#### YOUR INSTRUCTIONS
Transcribe every record without leaving anything out or changing a word.

*** GIVEN RECORDS Section Begins ***

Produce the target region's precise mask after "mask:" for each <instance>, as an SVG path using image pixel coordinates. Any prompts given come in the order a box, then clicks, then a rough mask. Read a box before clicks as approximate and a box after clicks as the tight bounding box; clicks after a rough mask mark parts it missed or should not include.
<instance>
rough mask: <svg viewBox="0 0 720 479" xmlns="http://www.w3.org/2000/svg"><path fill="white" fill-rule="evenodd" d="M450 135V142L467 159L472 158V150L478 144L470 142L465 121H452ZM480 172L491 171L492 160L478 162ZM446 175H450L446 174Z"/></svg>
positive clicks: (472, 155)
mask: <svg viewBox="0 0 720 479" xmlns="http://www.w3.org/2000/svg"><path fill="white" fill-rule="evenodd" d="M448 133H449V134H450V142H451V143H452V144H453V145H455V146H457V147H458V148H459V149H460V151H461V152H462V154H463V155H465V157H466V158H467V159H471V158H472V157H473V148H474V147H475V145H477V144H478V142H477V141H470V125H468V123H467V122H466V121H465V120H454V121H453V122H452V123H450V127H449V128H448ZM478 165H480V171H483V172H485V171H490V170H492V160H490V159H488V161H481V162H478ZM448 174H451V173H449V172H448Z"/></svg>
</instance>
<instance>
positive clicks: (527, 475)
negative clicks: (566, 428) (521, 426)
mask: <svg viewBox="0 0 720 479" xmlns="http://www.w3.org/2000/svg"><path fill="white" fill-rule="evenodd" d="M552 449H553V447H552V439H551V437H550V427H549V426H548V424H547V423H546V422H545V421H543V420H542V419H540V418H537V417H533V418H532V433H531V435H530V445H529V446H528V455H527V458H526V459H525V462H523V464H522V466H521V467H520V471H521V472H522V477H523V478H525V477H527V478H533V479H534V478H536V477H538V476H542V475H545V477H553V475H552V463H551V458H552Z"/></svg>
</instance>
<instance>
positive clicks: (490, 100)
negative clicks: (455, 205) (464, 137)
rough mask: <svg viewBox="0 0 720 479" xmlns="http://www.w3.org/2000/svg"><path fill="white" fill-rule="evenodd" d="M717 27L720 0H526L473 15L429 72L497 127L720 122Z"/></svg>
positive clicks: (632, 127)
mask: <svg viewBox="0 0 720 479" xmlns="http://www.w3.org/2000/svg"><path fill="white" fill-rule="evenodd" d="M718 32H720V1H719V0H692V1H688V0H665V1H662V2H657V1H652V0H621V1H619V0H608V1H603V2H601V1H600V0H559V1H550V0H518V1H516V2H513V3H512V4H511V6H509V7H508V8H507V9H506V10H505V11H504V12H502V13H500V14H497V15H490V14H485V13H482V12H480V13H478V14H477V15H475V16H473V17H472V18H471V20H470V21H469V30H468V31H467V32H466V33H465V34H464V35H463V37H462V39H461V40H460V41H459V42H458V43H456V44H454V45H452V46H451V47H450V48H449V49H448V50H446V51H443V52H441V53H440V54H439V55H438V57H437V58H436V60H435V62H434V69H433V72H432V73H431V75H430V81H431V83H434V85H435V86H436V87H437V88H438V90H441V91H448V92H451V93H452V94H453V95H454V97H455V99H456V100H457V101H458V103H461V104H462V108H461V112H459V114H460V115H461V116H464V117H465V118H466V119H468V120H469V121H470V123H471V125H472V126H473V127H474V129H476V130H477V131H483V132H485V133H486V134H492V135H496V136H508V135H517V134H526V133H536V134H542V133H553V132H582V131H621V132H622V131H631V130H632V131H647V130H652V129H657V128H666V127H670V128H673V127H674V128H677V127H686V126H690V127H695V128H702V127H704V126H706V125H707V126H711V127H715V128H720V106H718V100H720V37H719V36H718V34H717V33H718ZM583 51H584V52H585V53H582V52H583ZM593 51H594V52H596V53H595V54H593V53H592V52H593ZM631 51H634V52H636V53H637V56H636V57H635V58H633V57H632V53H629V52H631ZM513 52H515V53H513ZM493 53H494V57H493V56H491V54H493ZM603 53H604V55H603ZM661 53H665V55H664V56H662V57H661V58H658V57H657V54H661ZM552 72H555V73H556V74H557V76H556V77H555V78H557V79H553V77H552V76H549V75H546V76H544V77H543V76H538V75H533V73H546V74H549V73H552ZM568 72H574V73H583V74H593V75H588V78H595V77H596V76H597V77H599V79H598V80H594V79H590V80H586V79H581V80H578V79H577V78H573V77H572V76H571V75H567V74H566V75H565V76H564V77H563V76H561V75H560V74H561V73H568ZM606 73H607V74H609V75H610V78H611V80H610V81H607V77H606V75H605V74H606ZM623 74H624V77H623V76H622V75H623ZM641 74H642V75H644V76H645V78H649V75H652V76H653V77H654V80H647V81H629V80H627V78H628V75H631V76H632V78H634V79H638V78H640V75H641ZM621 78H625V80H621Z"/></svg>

*** GIVEN RECORDS Section Ends ***

#### WRITTEN SOLUTION
Produce the target region's precise mask after "mask:" for each <instance>, as an SVG path using image pixel coordinates. Any prompts given come in the order a box, then clicks, then a rough mask. Read a box before clicks as approximate and a box after clicks as the tight bounding box; clicks after a rough mask mark parts it missed or should not include.
<instance>
rough mask: <svg viewBox="0 0 720 479" xmlns="http://www.w3.org/2000/svg"><path fill="white" fill-rule="evenodd" d="M450 135V142L467 159L472 158V150L478 144L470 142L465 121H452ZM480 172L491 171L492 160L478 162ZM446 175H450L446 174Z"/></svg>
positive clicks: (472, 155)
mask: <svg viewBox="0 0 720 479" xmlns="http://www.w3.org/2000/svg"><path fill="white" fill-rule="evenodd" d="M448 133H449V134H450V142H451V143H452V144H453V145H455V146H457V147H458V148H459V149H460V151H461V152H462V154H463V155H465V157H466V158H467V159H471V158H472V157H473V148H474V147H475V145H477V144H478V142H477V141H470V125H468V123H467V122H466V121H465V120H454V121H453V122H452V123H450V127H449V128H448ZM478 165H480V171H483V172H485V171H490V170H492V160H490V159H488V161H481V162H478ZM448 174H451V173H449V172H448Z"/></svg>
</instance>
<instance>
positive clicks: (527, 475)
negative clicks: (566, 428) (521, 426)
mask: <svg viewBox="0 0 720 479" xmlns="http://www.w3.org/2000/svg"><path fill="white" fill-rule="evenodd" d="M552 449H553V447H552V439H551V437H550V427H549V426H548V424H547V423H546V422H545V421H543V420H542V419H540V418H537V417H533V418H532V433H531V435H530V445H529V446H528V455H527V458H526V459H525V462H523V464H522V466H521V467H520V471H521V472H522V477H523V478H525V477H527V478H533V479H534V478H536V477H538V476H542V475H545V477H553V475H552V463H551V458H552Z"/></svg>
</instance>
<instance>
positive clicks: (490, 100)
negative clicks: (455, 205) (464, 137)
rough mask: <svg viewBox="0 0 720 479" xmlns="http://www.w3.org/2000/svg"><path fill="white" fill-rule="evenodd" d="M717 27L720 0H526L473 15L429 72L497 127L720 122Z"/></svg>
positive clicks: (632, 127)
mask: <svg viewBox="0 0 720 479" xmlns="http://www.w3.org/2000/svg"><path fill="white" fill-rule="evenodd" d="M718 32H720V1H719V0H692V1H688V0H665V1H662V2H657V1H652V0H621V1H619V0H608V1H603V2H601V1H600V0H559V1H550V0H518V1H516V2H513V3H512V4H511V6H509V7H508V8H507V9H506V10H505V11H504V12H502V13H500V14H497V15H490V14H485V13H482V12H480V13H478V14H477V15H475V16H473V17H472V18H471V20H470V21H469V30H468V31H467V32H466V33H465V34H464V35H463V37H462V39H461V40H460V41H459V42H458V43H456V44H454V45H452V46H451V47H450V48H449V49H448V50H446V51H443V52H441V53H440V54H439V55H438V57H437V58H436V60H435V62H434V69H433V72H432V73H431V75H430V81H431V83H434V85H435V86H436V87H437V88H438V90H441V91H448V92H451V93H452V94H453V95H454V97H455V99H456V100H457V101H458V103H461V104H462V108H461V112H459V114H460V115H461V116H464V117H465V118H466V119H468V120H469V121H470V123H471V125H472V126H473V127H474V129H476V130H477V131H483V132H485V133H486V134H492V135H496V136H508V135H517V134H526V133H536V134H542V133H553V132H582V131H621V132H622V131H631V130H632V131H647V130H652V129H657V128H666V127H670V128H673V127H674V128H677V127H686V126H690V127H695V128H702V127H704V126H706V125H707V126H711V127H715V128H720V106H718V100H720V37H719V36H718V34H717V33H718ZM583 51H584V52H585V53H582V52H583ZM593 51H594V52H596V53H595V54H593V53H592V52H593ZM631 51H634V52H636V53H637V56H636V57H635V58H633V57H632V53H629V52H631ZM513 52H515V53H513ZM493 53H494V57H493V56H491V54H493ZM603 53H604V55H603ZM661 53H665V55H664V56H662V57H661V58H658V57H657V54H661ZM552 72H555V73H556V74H557V76H556V77H555V78H557V79H553V77H552V76H549V75H546V76H544V77H543V76H538V75H533V73H546V74H549V73H552ZM568 72H574V73H583V74H593V75H588V78H595V77H596V76H597V77H599V79H598V80H594V79H590V80H586V79H581V80H578V79H577V78H573V77H572V76H571V75H567V74H566V75H565V76H564V77H563V76H561V75H560V74H561V73H568ZM606 73H607V74H609V75H610V78H611V80H610V81H607V77H606V75H605V74H606ZM623 74H624V77H623V76H622V75H623ZM641 74H642V75H644V76H645V78H649V75H652V76H653V77H654V80H647V81H629V80H627V78H628V75H631V76H632V78H634V79H638V78H640V75H641ZM621 78H625V80H621Z"/></svg>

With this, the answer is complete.